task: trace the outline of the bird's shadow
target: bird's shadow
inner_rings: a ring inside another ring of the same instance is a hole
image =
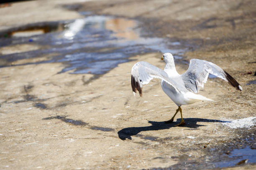
[[[182,127],[191,128],[196,128],[200,126],[205,126],[205,125],[197,124],[197,123],[198,122],[220,122],[223,123],[230,122],[214,119],[201,119],[200,118],[187,118],[183,119],[186,122],[186,124],[182,125]],[[131,136],[136,135],[141,132],[169,129],[171,128],[175,127],[175,125],[177,125],[180,122],[181,120],[181,119],[177,119],[177,122],[172,122],[171,123],[166,123],[164,122],[148,121],[148,122],[151,123],[152,125],[151,125],[141,127],[126,128],[120,130],[118,133],[119,138],[122,140],[125,140],[126,138],[131,140]]]

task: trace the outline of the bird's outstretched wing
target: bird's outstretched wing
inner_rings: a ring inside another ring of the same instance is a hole
[[[199,90],[198,86],[204,88],[204,83],[207,81],[209,74],[228,82],[237,90],[243,90],[239,84],[228,73],[216,65],[205,60],[192,59],[188,69],[181,76],[186,88],[197,93]]]
[[[148,84],[153,78],[164,80],[172,86],[177,92],[180,90],[174,85],[175,82],[170,79],[164,70],[145,61],[138,62],[133,65],[131,71],[131,86],[133,94],[138,91],[142,96],[142,85]]]

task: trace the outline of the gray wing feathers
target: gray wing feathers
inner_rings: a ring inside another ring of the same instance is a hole
[[[216,65],[205,60],[192,59],[187,70],[181,76],[186,88],[197,93],[199,90],[199,86],[204,88],[204,83],[206,83],[209,74],[228,82],[237,90],[243,90],[239,83],[228,73]]]
[[[173,86],[177,92],[179,91],[173,85],[172,81],[169,78],[166,72],[145,61],[135,64],[132,68],[131,75],[133,91],[136,92],[137,90],[138,91],[141,96],[142,96],[142,85],[148,84],[154,78],[164,80]]]

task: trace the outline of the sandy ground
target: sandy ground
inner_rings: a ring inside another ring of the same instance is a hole
[[[21,24],[21,17],[26,23],[81,17],[62,7],[70,1],[60,1],[25,2],[1,8],[1,28]],[[184,60],[215,63],[244,90],[208,80],[200,94],[215,101],[182,106],[187,124],[175,127],[180,115],[173,123],[163,122],[177,107],[159,80],[143,87],[142,98],[133,96],[131,87],[131,69],[136,62],[163,68],[159,53],[134,56],[100,77],[56,74],[64,68],[60,63],[1,68],[1,169],[206,169],[213,168],[211,162],[228,159],[233,148],[253,148],[255,125],[232,129],[222,120],[256,116],[256,85],[247,85],[255,80],[247,74],[256,68],[255,1],[81,2],[76,2],[82,4],[78,11],[136,18],[156,36],[189,44]],[[187,68],[177,67],[180,73]]]

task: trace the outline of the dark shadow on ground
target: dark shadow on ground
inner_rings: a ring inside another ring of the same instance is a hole
[[[197,124],[197,122],[230,122],[214,119],[201,119],[200,118],[187,118],[183,119],[186,122],[186,124],[182,126],[191,128],[196,128],[200,126],[205,126],[205,125],[198,125]],[[148,121],[148,122],[152,125],[151,126],[126,128],[120,130],[118,133],[119,138],[122,140],[125,140],[126,138],[131,140],[131,136],[136,135],[141,131],[158,130],[169,129],[171,128],[175,127],[175,125],[179,123],[181,120],[181,119],[177,119],[177,122],[173,122],[171,123],[166,123],[164,122]]]
[[[82,120],[75,120],[72,119],[69,119],[68,118],[66,118],[67,117],[67,116],[51,116],[50,117],[44,118],[43,119],[43,120],[49,120],[54,119],[59,119],[63,121],[63,122],[71,125],[75,125],[76,126],[86,126],[87,128],[95,130],[100,130],[104,132],[109,132],[113,131],[115,130],[114,129],[110,128],[104,128],[101,127],[100,126],[92,126],[90,125],[89,123],[84,122]]]

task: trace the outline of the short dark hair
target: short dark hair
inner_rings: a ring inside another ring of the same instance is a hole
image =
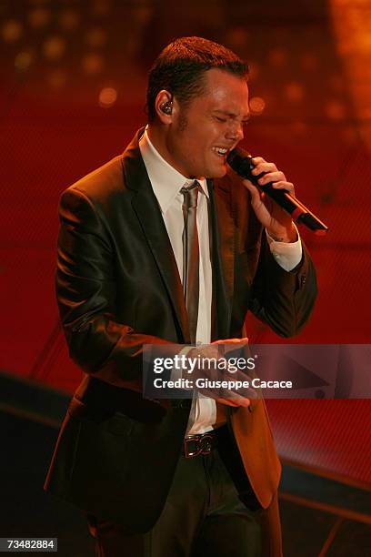
[[[204,92],[204,75],[212,68],[247,78],[247,64],[222,45],[199,36],[184,36],[167,45],[149,72],[146,93],[148,121],[155,119],[155,101],[159,91],[169,91],[186,106],[195,96]]]

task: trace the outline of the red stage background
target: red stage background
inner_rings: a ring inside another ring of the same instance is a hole
[[[244,143],[284,169],[330,228],[326,238],[303,231],[319,297],[294,341],[369,343],[370,24],[370,5],[346,0],[3,2],[1,369],[67,391],[79,382],[55,302],[58,197],[145,123],[147,69],[185,35],[248,60]],[[281,341],[254,319],[248,336]],[[370,482],[369,400],[268,405],[283,457]]]

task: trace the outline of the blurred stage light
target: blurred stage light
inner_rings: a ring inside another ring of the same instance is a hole
[[[25,72],[30,67],[33,60],[33,54],[25,50],[16,55],[15,59],[15,67],[19,72]]]
[[[343,120],[346,116],[346,106],[338,100],[330,100],[325,105],[325,112],[331,120]]]
[[[46,58],[56,60],[60,58],[65,48],[65,43],[59,36],[51,36],[43,45],[43,53]]]
[[[266,102],[261,96],[253,96],[253,98],[250,98],[248,106],[253,116],[259,116],[266,107]]]
[[[83,70],[85,74],[88,74],[89,76],[99,74],[99,72],[102,71],[104,65],[105,61],[103,59],[103,56],[95,53],[86,55],[81,61]]]
[[[86,33],[86,43],[90,46],[102,46],[107,38],[107,34],[100,27],[93,27]]]
[[[105,87],[99,93],[99,106],[102,108],[109,108],[115,105],[117,98],[117,91],[114,87]]]
[[[285,86],[285,96],[292,103],[300,102],[304,97],[304,87],[298,81],[291,81]]]
[[[302,56],[302,66],[306,71],[314,71],[318,67],[318,57],[312,54],[306,53]]]
[[[346,86],[353,101],[356,128],[371,149],[371,2],[330,0],[336,45],[341,58]],[[339,119],[341,110],[330,107],[330,117]]]
[[[1,35],[5,43],[15,43],[22,35],[22,25],[16,19],[9,19],[4,24]]]
[[[58,19],[63,29],[72,31],[78,25],[79,15],[75,10],[65,10],[61,13]]]
[[[55,70],[49,74],[47,81],[53,89],[59,89],[67,81],[67,74],[63,70]]]
[[[31,27],[35,29],[45,27],[49,23],[50,18],[50,11],[43,8],[33,10],[28,15],[28,22]]]
[[[272,66],[284,66],[287,62],[287,53],[283,48],[273,48],[268,52],[268,61]]]

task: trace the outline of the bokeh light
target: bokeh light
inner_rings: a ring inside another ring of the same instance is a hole
[[[5,43],[15,43],[22,35],[23,27],[16,19],[10,19],[4,24],[1,35]]]
[[[109,108],[115,105],[117,98],[117,91],[114,87],[105,87],[99,93],[99,106]]]

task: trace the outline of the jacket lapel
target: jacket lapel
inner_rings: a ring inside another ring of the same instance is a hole
[[[212,339],[228,339],[234,289],[235,235],[229,180],[207,181],[210,196],[213,308],[216,329]]]
[[[166,228],[140,155],[139,130],[124,153],[125,186],[133,190],[132,207],[140,222],[174,308],[183,342],[190,340],[183,287]]]

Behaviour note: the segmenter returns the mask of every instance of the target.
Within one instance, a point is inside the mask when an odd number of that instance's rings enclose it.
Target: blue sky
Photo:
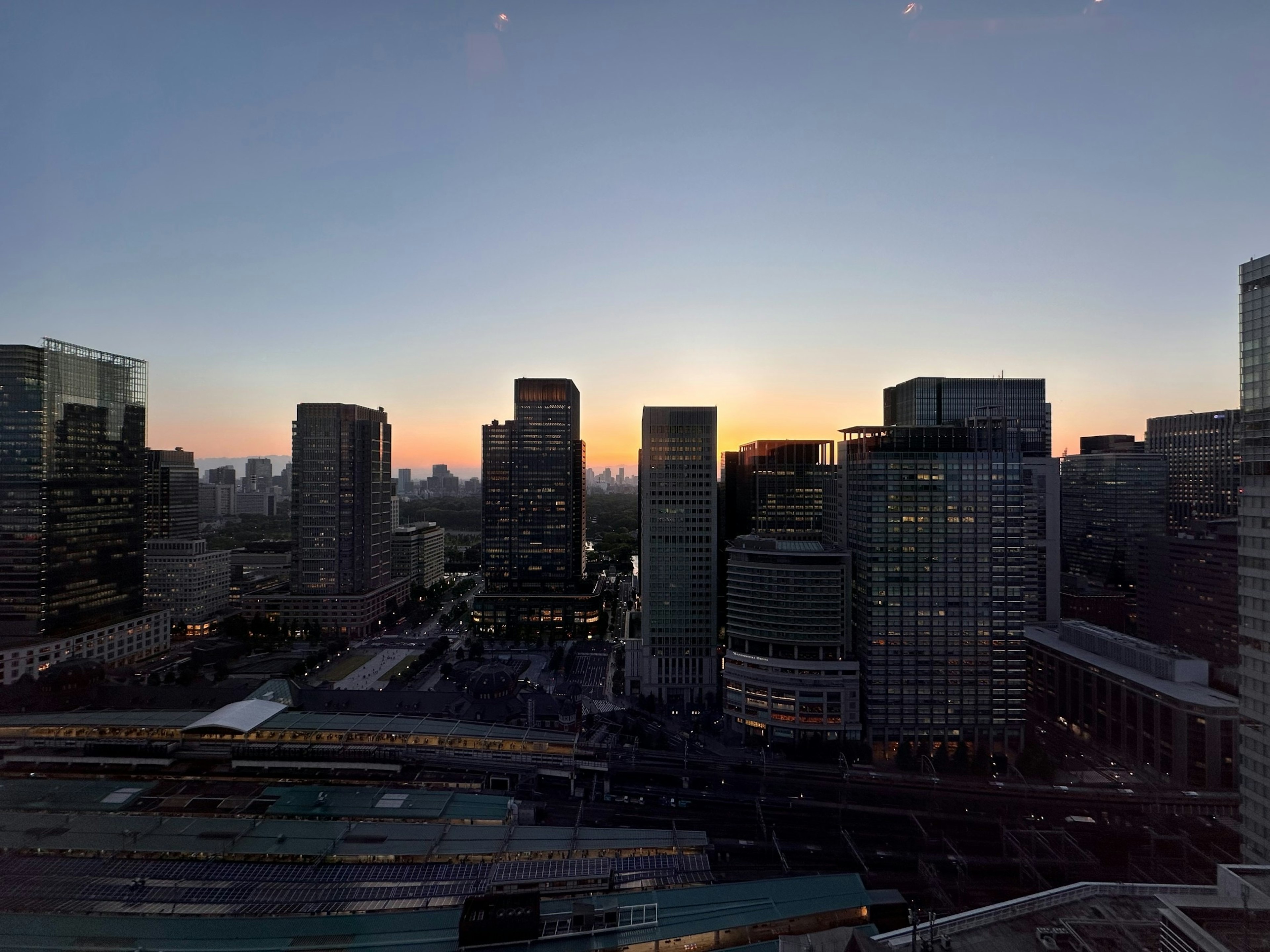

────────────────

## Exercise instructions
Return all the rows above verbatim, from the first line to the last, leaving out the pictures.

## Solution for this exercise
task: trace the outline of the bird's shadow
target: bird's shadow
inner_rings: a ring inside another ring of the same instance is a hole
image =
[[[182,127],[191,128],[196,128],[200,126],[205,126],[205,125],[197,124],[197,123],[198,122],[220,122],[223,123],[230,122],[214,119],[201,119],[200,118],[187,118],[183,119],[186,122],[186,124],[182,125]],[[131,136],[136,135],[141,132],[169,129],[171,128],[175,127],[175,125],[177,125],[180,122],[181,120],[181,119],[177,119],[177,122],[172,122],[171,123],[166,123],[164,122],[148,121],[148,122],[151,123],[152,125],[151,125],[141,127],[126,128],[120,130],[118,133],[119,138],[122,140],[125,140],[126,138],[131,140]]]

task: trace the outline of the bird's outstretched wing
target: bird's outstretched wing
inner_rings: a ring inside another ring of the same instance is a hole
[[[199,90],[198,86],[204,88],[204,83],[207,81],[209,74],[228,82],[237,90],[243,90],[239,84],[228,73],[216,65],[205,60],[192,59],[188,69],[181,76],[186,88],[197,93]]]
[[[148,84],[153,78],[164,80],[172,86],[177,92],[180,90],[174,85],[175,82],[170,79],[164,70],[145,61],[138,62],[133,65],[131,71],[131,86],[133,94],[138,91],[142,96],[142,85]]]

task: trace the outline of the gray wing feathers
target: gray wing feathers
inner_rings: a ring inside another ring of the same instance is a hole
[[[216,65],[205,60],[192,59],[187,70],[181,76],[186,88],[197,93],[199,90],[199,86],[204,88],[204,83],[206,83],[209,74],[228,82],[237,90],[243,90],[239,83],[228,73]]]
[[[173,86],[177,92],[179,91],[173,85],[172,81],[169,78],[166,72],[145,61],[135,64],[132,68],[131,75],[133,91],[136,92],[137,90],[138,91],[141,96],[142,96],[142,85],[148,84],[154,78],[164,80]]]

task: trace the outline of the sandy ground
target: sandy ground
inner_rings: a ring inside another ring of the same instance is a hole
[[[21,24],[21,17],[26,23],[81,17],[62,7],[70,1],[60,1],[25,2],[1,8],[1,28]],[[184,60],[215,63],[244,90],[208,80],[200,94],[215,101],[182,106],[187,124],[175,127],[180,115],[173,123],[163,122],[177,107],[159,80],[143,87],[142,98],[133,96],[131,87],[131,69],[136,62],[163,68],[159,53],[134,56],[100,77],[56,74],[64,68],[60,63],[1,68],[1,169],[206,169],[213,168],[211,162],[228,159],[233,148],[253,148],[255,125],[232,129],[222,120],[256,116],[256,85],[247,85],[255,80],[247,74],[256,68],[255,1],[81,2],[76,2],[82,4],[78,11],[136,18],[156,36],[189,44]],[[187,68],[177,67],[180,73]]]

task: trace the outline of the dark shadow on ground
target: dark shadow on ground
inner_rings: a ring inside another ring of the same instance is a hole
[[[197,124],[197,122],[230,122],[214,119],[201,119],[200,118],[187,118],[183,119],[186,122],[186,124],[182,126],[191,128],[196,128],[200,126],[205,126],[205,125],[198,125]],[[148,121],[148,122],[152,125],[151,126],[126,128],[120,130],[118,133],[119,138],[122,140],[125,140],[126,138],[131,140],[131,136],[136,135],[141,131],[158,130],[169,129],[171,128],[175,127],[175,125],[179,123],[181,120],[181,119],[177,119],[177,122],[173,122],[171,123],[166,123],[164,122]]]
[[[82,120],[75,120],[72,119],[69,119],[68,118],[66,118],[67,117],[67,116],[51,116],[50,117],[44,118],[43,119],[43,120],[49,120],[54,119],[59,119],[63,121],[63,122],[71,125],[75,125],[76,126],[86,126],[87,128],[95,130],[100,130],[104,132],[109,132],[113,131],[115,130],[114,129],[110,128],[104,128],[101,127],[100,126],[92,126],[90,125],[89,123],[84,122]]]

task: trace the outline of the short dark hair
target: short dark hair
inner_rings: a ring inside another ring of the same instance is a hole
image =
[[[204,92],[204,75],[212,68],[247,78],[247,64],[222,45],[199,36],[184,36],[167,45],[149,72],[146,93],[148,121],[155,119],[155,101],[159,91],[169,91],[186,106],[195,96]]]

task: trace the outline of the red stage background
target: red stage background
inner_rings: a ring inside another ring of the same instance is a hole
[[[244,143],[284,169],[330,228],[326,238],[303,231],[319,297],[294,341],[369,343],[370,24],[370,5],[346,0],[3,2],[1,369],[67,391],[79,382],[55,302],[58,197],[145,123],[147,69],[185,35],[248,60]],[[281,341],[254,319],[248,336]],[[370,482],[369,400],[268,405],[283,457]]]

task: trace the outline of the blurred stage light
target: blurred stage light
inner_rings: a ring inside another ring of the same instance is a hole
[[[25,72],[30,67],[33,60],[33,54],[25,50],[16,55],[15,59],[15,67],[19,72]]]
[[[343,120],[346,116],[346,106],[338,100],[330,100],[325,105],[325,112],[331,120]]]
[[[46,58],[56,60],[60,58],[65,48],[65,43],[59,36],[51,36],[43,45],[43,53]]]
[[[266,102],[261,96],[253,96],[253,98],[250,98],[248,106],[253,116],[259,116],[266,107]]]
[[[83,70],[85,74],[88,74],[89,76],[99,74],[99,72],[102,71],[104,65],[105,61],[103,59],[103,56],[95,53],[86,55],[81,61]]]
[[[86,33],[86,43],[90,46],[102,46],[107,38],[107,34],[100,27],[93,27]]]
[[[105,87],[99,93],[99,106],[102,108],[109,108],[115,105],[117,98],[117,91],[114,87]]]
[[[285,86],[285,96],[292,103],[300,102],[304,97],[304,87],[298,81],[291,81]]]
[[[302,56],[302,66],[306,71],[314,71],[318,67],[318,57],[312,54],[306,53]]]
[[[346,86],[353,101],[356,128],[371,149],[371,2],[330,0],[336,45],[341,58]],[[339,119],[341,110],[330,107],[330,117]]]
[[[1,35],[5,43],[15,43],[22,35],[22,25],[16,19],[9,19],[4,24]]]
[[[58,19],[63,29],[72,31],[78,25],[79,15],[75,10],[65,10],[61,13]]]
[[[55,70],[49,74],[47,81],[53,89],[59,89],[67,81],[67,74],[63,70]]]
[[[31,27],[35,29],[45,27],[49,23],[50,18],[50,11],[43,8],[33,10],[28,15],[28,22]]]
[[[272,66],[284,66],[287,62],[287,53],[283,48],[273,48],[268,52],[268,61]]]

task: trace the outline of the bokeh light
target: bokeh light
inner_rings: a ring inside another ring of the same instance is a hole
[[[5,43],[15,43],[22,35],[23,27],[16,19],[10,19],[4,24],[1,35]]]
[[[109,108],[115,105],[117,98],[117,91],[114,87],[105,87],[99,93],[99,106]]]

task: trace the outline of the jacket lapel
target: jacket lapel
inner_rings: a ring inside another ring of the same instance is a hole
[[[212,339],[228,339],[234,289],[235,235],[229,180],[207,181],[210,196],[213,308],[216,329]]]
[[[166,228],[140,155],[139,130],[124,153],[125,186],[133,190],[132,207],[140,222],[174,308],[183,342],[190,340],[183,287]]]

Behaviour note: the segmenter returns the mask of every instance of the target.
Within one instance, a point is inside the mask when an odd number of that instance's rings enclose it.
Target: blue sky
Photo:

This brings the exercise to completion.